--- Input data Enclosed Below ---

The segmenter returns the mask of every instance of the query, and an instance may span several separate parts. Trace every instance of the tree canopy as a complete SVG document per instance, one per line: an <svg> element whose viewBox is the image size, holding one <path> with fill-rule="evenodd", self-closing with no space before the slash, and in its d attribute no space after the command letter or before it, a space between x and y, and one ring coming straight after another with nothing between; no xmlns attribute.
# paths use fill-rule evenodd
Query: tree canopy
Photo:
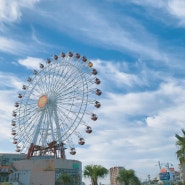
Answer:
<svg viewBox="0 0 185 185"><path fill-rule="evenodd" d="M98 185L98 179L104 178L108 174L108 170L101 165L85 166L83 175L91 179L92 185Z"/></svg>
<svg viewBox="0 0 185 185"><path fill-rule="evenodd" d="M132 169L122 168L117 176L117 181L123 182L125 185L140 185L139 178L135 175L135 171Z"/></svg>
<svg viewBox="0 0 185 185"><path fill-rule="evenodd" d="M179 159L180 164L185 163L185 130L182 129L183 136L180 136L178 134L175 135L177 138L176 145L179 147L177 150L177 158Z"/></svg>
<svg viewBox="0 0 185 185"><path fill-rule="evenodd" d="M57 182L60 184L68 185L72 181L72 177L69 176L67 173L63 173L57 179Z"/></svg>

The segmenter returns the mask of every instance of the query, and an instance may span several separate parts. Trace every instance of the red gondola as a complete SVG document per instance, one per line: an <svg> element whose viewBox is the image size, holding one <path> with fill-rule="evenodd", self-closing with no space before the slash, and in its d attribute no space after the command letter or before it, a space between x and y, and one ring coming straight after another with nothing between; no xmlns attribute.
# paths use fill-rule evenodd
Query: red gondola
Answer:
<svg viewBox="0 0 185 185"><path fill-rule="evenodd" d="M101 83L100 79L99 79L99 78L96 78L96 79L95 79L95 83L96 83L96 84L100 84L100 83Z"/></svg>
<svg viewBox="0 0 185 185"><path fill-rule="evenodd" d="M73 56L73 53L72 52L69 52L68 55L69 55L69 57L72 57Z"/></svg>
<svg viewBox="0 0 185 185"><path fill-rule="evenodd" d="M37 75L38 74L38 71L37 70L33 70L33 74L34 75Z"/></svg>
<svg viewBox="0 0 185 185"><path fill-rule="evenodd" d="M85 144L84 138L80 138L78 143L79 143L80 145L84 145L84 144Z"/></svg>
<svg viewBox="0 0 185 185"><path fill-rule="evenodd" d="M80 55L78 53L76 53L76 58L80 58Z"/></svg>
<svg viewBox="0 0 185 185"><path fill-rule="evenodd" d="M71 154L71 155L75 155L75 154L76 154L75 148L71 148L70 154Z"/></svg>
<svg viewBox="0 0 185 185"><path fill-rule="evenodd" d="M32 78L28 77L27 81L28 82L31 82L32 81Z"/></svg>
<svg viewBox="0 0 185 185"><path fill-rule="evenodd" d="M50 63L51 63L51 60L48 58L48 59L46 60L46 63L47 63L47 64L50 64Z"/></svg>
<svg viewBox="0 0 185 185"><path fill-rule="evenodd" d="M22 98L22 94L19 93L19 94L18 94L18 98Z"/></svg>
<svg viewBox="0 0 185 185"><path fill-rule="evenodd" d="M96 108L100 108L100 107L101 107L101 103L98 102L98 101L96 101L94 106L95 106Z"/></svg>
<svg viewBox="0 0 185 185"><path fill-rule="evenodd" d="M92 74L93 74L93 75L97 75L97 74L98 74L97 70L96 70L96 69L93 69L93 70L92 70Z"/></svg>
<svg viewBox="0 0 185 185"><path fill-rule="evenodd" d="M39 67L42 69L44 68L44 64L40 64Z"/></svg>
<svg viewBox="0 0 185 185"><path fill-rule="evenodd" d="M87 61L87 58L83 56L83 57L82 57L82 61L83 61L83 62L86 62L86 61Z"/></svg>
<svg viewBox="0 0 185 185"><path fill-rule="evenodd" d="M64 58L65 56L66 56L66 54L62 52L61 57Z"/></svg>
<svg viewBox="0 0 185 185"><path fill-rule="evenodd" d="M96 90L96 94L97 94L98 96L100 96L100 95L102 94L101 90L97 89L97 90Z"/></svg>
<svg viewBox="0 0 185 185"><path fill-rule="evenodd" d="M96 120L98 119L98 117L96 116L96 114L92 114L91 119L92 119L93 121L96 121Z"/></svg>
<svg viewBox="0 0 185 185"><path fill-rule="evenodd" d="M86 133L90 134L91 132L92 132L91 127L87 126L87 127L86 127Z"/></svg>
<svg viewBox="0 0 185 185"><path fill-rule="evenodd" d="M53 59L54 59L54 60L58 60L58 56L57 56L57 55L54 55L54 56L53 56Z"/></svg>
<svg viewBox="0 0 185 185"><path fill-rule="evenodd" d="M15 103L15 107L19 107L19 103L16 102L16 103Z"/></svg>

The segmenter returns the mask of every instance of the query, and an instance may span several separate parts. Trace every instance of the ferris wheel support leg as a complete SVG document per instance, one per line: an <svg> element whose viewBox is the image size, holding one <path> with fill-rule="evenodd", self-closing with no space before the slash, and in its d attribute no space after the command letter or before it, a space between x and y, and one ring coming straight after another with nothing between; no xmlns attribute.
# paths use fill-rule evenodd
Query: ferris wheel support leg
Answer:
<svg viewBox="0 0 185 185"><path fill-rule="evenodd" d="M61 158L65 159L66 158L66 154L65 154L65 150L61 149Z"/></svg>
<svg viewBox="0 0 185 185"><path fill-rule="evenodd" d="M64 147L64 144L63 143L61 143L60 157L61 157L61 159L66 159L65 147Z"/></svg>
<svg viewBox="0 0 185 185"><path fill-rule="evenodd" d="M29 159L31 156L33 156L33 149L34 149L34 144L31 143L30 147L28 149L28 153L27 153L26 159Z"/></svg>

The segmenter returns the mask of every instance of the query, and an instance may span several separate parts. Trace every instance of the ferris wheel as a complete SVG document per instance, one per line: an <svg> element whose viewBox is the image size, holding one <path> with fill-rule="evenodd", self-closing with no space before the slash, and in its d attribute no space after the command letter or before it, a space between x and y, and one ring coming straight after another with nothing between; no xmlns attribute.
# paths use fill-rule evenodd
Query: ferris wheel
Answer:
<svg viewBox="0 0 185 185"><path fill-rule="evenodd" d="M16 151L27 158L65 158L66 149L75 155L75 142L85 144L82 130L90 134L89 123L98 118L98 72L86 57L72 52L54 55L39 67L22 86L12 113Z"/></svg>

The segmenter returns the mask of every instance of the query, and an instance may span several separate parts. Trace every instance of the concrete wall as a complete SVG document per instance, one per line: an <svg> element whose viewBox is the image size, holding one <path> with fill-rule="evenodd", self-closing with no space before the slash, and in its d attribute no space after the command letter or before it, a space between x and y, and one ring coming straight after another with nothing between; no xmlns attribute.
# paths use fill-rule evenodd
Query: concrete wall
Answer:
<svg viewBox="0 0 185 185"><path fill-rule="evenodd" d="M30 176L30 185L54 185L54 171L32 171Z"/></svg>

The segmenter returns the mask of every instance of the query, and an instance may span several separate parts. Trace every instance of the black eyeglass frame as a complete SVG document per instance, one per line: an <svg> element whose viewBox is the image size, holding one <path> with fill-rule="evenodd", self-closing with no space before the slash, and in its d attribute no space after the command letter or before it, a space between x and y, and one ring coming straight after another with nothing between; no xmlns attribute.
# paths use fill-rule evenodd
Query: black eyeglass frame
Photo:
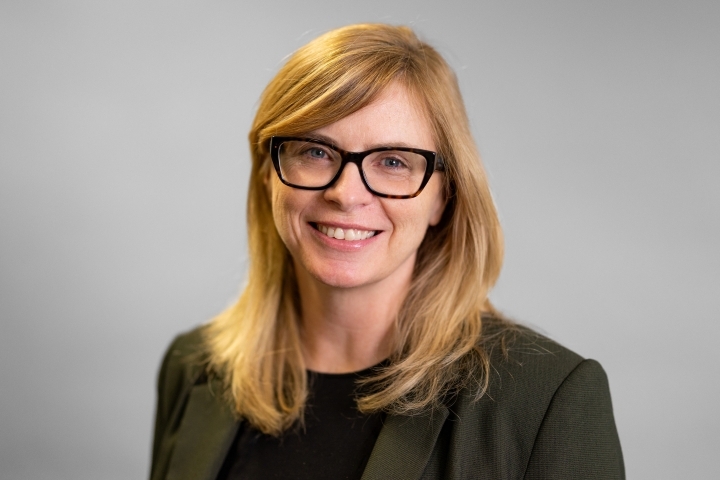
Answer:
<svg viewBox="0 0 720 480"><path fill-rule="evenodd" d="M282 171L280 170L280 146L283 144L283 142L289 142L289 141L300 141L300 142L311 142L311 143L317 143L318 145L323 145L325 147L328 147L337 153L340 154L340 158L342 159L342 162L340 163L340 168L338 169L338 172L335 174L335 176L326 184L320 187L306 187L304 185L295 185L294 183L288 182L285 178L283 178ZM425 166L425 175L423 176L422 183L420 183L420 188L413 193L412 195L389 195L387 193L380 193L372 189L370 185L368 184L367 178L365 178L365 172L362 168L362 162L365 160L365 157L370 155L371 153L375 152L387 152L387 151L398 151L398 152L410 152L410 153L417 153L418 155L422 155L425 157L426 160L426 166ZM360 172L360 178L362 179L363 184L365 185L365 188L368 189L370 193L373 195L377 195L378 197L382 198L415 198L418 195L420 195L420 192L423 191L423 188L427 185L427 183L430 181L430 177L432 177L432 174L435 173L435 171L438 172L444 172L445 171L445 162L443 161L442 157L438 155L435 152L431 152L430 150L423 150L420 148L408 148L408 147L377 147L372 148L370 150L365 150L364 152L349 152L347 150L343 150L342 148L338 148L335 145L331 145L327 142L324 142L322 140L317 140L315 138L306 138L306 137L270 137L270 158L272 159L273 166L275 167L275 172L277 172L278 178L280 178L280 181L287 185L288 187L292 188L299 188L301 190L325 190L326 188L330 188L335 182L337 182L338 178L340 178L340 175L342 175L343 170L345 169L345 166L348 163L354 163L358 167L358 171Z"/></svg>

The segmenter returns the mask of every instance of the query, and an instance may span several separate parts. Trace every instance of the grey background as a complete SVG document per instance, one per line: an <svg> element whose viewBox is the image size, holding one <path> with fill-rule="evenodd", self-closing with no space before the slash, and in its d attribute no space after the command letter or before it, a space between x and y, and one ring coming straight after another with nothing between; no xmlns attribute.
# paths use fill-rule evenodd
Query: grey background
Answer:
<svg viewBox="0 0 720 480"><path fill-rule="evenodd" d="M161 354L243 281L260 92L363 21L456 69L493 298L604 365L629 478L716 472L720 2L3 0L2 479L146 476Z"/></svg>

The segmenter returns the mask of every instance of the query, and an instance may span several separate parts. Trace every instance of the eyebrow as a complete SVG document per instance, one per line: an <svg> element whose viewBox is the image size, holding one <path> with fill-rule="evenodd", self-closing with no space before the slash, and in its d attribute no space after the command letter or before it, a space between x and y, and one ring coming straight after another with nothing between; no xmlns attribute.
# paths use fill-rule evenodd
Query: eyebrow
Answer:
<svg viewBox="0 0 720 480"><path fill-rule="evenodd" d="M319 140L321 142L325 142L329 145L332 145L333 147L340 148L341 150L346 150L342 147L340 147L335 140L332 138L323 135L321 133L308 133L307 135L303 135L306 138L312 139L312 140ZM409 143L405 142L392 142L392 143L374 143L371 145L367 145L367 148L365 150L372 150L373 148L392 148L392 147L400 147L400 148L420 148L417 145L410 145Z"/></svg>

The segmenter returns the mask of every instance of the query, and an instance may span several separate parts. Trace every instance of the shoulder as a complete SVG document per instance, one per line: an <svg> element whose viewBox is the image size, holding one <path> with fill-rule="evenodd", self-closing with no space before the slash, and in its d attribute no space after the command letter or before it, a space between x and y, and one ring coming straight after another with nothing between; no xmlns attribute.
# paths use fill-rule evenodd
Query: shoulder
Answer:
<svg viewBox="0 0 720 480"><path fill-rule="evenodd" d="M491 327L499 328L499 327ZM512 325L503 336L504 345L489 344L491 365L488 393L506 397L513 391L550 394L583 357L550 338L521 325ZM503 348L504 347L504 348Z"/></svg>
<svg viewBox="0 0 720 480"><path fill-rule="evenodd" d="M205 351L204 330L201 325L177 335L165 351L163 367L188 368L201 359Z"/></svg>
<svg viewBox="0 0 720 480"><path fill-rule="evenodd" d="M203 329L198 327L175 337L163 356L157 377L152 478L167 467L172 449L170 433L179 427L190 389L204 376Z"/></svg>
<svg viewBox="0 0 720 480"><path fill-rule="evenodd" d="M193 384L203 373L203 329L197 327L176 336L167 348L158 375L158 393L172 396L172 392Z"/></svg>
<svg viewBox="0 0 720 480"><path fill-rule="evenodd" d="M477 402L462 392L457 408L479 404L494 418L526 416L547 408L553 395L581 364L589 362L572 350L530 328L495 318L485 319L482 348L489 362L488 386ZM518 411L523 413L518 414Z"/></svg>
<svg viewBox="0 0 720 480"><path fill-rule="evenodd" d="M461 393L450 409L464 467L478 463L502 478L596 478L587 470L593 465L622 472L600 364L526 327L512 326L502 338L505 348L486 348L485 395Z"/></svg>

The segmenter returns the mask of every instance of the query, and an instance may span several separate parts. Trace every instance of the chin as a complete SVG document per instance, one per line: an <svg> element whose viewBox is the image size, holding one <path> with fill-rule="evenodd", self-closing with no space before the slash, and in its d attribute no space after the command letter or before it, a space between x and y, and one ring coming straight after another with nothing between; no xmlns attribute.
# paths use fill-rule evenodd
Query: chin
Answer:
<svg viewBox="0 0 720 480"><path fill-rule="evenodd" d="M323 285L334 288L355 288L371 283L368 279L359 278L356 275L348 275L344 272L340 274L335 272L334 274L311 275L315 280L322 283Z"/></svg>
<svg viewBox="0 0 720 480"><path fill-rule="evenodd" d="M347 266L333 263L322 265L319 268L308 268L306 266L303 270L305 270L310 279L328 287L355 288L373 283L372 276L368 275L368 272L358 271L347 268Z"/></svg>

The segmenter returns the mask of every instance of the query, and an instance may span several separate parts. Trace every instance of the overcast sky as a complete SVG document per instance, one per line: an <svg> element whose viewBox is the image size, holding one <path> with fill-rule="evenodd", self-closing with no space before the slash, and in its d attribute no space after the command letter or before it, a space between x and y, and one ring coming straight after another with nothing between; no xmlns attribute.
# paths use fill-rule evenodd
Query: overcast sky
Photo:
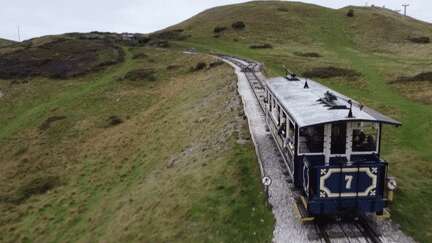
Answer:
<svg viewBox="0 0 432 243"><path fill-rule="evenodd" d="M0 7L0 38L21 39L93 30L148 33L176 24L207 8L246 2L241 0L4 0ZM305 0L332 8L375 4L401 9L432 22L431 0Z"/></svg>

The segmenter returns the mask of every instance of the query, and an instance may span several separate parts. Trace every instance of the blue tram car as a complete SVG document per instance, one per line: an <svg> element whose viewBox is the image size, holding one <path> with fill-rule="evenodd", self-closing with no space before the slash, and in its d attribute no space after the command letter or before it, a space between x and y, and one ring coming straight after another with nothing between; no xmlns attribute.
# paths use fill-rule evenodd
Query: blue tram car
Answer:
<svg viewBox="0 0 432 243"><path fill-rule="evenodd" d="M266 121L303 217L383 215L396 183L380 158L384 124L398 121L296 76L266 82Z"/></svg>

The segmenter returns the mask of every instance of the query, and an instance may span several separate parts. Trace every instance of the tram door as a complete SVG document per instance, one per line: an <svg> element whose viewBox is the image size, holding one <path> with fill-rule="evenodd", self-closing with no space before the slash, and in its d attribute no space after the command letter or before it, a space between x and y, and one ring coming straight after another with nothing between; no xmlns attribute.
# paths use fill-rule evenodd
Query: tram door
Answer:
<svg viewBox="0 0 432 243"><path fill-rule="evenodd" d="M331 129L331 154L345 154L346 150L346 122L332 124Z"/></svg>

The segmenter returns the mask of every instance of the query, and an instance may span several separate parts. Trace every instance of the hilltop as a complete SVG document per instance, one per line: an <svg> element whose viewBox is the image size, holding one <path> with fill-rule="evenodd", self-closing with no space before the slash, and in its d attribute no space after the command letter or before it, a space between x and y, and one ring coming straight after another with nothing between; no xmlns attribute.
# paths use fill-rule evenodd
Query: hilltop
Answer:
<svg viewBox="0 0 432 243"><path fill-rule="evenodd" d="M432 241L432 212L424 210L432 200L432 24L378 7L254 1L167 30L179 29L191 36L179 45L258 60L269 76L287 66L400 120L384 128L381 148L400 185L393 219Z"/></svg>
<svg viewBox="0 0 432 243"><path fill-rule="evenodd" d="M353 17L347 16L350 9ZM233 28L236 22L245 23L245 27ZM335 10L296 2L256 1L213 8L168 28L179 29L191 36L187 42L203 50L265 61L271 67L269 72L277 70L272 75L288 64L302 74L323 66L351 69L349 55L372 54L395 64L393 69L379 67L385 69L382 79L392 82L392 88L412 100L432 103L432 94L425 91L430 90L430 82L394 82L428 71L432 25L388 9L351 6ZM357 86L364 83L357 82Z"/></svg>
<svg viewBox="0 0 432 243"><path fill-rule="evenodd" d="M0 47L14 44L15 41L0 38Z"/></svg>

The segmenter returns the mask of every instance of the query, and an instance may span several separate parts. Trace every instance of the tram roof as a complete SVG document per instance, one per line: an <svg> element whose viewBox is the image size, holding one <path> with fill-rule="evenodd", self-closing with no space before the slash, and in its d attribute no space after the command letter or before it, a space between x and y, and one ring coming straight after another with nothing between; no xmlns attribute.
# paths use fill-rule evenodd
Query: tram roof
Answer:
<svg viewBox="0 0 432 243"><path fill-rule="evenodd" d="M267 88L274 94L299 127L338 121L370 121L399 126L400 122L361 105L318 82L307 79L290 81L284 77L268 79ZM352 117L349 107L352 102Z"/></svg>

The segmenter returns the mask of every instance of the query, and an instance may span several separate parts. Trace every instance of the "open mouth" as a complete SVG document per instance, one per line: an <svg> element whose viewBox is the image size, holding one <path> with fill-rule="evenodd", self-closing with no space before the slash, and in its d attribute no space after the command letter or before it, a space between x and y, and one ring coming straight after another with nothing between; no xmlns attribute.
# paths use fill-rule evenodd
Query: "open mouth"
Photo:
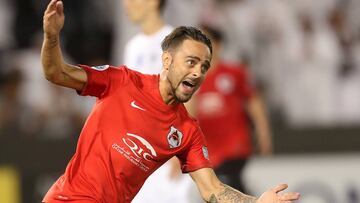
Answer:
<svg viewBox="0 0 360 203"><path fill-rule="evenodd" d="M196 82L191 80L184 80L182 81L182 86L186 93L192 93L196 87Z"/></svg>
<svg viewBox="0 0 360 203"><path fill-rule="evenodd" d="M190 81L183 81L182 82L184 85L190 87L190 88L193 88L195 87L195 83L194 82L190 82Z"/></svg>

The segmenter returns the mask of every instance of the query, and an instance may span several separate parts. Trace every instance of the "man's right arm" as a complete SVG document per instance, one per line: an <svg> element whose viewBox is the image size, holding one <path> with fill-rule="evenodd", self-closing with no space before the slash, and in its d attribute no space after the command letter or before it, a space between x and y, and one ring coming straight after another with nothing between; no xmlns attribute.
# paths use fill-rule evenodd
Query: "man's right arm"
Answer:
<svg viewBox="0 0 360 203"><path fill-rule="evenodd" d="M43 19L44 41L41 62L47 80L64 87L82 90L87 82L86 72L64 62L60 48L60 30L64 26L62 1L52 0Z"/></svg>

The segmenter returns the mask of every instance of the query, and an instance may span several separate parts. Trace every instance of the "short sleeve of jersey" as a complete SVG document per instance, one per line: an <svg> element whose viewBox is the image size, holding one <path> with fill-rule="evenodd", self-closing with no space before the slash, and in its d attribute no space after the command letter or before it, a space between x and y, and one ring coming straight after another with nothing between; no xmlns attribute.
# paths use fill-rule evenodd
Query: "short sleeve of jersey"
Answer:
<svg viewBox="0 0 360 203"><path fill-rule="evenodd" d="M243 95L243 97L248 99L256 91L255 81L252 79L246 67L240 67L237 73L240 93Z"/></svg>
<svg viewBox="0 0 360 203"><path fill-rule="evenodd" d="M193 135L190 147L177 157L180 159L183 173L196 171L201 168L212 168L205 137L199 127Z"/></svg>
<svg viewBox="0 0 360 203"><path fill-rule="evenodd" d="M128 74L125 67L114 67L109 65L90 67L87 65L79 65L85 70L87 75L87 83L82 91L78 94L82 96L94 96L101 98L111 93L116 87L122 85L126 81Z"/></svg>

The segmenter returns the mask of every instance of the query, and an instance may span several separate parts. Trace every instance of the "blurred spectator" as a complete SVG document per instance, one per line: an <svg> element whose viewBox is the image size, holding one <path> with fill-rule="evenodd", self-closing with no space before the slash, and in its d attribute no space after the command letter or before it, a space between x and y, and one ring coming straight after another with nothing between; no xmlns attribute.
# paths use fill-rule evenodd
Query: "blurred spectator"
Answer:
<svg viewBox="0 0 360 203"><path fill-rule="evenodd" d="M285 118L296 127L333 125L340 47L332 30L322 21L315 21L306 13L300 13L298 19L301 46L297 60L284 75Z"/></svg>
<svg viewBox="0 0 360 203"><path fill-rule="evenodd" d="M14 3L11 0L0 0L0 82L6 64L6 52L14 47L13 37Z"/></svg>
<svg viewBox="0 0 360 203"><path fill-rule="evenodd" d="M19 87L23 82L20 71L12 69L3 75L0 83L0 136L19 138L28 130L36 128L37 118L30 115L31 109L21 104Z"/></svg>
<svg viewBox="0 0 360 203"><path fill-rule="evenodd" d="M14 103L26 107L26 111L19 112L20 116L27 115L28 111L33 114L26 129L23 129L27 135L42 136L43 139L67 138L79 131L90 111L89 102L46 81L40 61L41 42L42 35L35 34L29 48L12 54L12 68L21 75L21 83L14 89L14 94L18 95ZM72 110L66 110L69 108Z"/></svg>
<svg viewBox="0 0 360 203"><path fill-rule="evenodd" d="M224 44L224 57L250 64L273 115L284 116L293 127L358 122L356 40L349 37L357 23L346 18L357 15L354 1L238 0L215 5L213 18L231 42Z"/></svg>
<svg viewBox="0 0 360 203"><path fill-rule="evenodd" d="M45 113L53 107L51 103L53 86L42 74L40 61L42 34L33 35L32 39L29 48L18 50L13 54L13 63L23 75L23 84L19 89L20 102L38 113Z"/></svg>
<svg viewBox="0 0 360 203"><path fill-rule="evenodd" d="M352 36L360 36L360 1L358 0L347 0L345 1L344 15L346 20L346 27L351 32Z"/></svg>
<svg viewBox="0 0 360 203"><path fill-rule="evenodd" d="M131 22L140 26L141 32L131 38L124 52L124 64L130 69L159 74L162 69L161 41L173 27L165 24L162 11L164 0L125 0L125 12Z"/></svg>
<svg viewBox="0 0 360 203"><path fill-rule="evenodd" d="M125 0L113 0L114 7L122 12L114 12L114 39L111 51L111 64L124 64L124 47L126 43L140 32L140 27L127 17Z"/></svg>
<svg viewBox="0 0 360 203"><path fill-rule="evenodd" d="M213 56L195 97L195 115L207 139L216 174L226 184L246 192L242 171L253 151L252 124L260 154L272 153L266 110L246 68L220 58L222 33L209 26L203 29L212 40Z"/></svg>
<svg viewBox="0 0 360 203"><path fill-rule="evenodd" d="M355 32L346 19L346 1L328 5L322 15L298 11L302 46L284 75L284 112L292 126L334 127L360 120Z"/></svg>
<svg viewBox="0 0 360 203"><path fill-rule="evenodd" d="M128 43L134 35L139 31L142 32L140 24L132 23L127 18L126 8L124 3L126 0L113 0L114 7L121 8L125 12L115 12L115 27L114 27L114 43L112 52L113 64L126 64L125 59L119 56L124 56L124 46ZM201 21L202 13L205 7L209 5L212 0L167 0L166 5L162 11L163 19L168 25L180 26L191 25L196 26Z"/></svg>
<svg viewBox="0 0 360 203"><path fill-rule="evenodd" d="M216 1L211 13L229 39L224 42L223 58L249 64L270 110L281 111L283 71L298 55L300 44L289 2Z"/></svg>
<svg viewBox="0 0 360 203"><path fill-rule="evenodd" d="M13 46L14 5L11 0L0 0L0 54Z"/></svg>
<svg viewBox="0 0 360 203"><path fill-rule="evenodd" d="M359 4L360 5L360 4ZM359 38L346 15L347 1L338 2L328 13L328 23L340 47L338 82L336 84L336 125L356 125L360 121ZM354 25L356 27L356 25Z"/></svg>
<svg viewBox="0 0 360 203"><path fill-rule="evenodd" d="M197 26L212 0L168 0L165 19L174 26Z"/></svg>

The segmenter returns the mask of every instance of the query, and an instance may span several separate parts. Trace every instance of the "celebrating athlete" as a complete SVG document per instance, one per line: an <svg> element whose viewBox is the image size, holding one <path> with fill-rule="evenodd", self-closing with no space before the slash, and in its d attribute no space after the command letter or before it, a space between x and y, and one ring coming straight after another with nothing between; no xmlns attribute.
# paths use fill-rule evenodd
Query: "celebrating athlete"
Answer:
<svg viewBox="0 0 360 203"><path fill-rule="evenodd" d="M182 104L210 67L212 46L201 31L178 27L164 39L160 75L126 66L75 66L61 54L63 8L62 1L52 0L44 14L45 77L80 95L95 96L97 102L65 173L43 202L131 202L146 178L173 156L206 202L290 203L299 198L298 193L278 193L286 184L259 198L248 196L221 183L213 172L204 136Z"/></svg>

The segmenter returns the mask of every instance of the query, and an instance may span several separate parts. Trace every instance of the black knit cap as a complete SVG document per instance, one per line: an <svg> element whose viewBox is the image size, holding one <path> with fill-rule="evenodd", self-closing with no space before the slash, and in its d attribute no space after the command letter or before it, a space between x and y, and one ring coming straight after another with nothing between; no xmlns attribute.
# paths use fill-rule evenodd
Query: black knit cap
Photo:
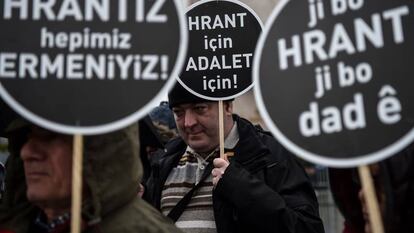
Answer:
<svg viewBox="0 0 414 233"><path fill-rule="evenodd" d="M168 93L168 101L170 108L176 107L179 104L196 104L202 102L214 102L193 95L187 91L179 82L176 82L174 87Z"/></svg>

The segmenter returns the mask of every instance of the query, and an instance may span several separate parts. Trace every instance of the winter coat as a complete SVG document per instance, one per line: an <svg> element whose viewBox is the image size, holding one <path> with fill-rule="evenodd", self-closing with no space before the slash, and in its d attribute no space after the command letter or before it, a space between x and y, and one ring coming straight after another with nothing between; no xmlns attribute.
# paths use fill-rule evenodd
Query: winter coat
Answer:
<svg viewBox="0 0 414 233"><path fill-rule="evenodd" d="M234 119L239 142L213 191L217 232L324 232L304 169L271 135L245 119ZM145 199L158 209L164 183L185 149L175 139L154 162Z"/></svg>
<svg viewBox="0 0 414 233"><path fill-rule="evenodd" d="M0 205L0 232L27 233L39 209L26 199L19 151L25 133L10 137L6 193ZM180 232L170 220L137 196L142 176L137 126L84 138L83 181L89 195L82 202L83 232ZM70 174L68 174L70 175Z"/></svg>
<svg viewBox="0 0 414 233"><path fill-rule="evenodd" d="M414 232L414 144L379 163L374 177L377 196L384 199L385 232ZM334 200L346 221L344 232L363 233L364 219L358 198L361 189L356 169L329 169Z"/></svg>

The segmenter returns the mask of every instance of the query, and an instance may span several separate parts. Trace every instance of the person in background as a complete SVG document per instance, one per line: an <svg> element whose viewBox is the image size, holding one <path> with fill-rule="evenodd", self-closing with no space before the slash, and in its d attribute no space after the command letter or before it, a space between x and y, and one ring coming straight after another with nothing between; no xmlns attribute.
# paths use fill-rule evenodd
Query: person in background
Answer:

--- End of Enclosed Input data ---

**Exercise objective:** Search the data above for the word "background", then gather each line in which it appears.

**Output for this exercise:**
The segmenter returns the mask of every instance of the query, and an instance may span several separate parts. Trace every instance of the grey background as a complete SVG document per instance, one per line: an <svg> element whose viewBox is the image size, holding one <path> with fill-rule="evenodd", self-closing with no space before the slash, and in its d attribute no space after the command letter or before it, a space between x and y, and one ring coming straight after another with nothing between; no xmlns attribute.
Query: grey background
The segmenter returns the mask of every instance of the query, and an instance may span several separate parts. Trace every instance of the person in background as a complete SVG document per instance, one per line: an <svg> element whose viewBox is the image size, holding one <path> with fill-rule="evenodd", self-closing with no space before the slash, and in its d attribute no space after the command letter or before it, a space between x and y, and one ring coming straight after another with nothing between; no xmlns attribute.
Query: person in background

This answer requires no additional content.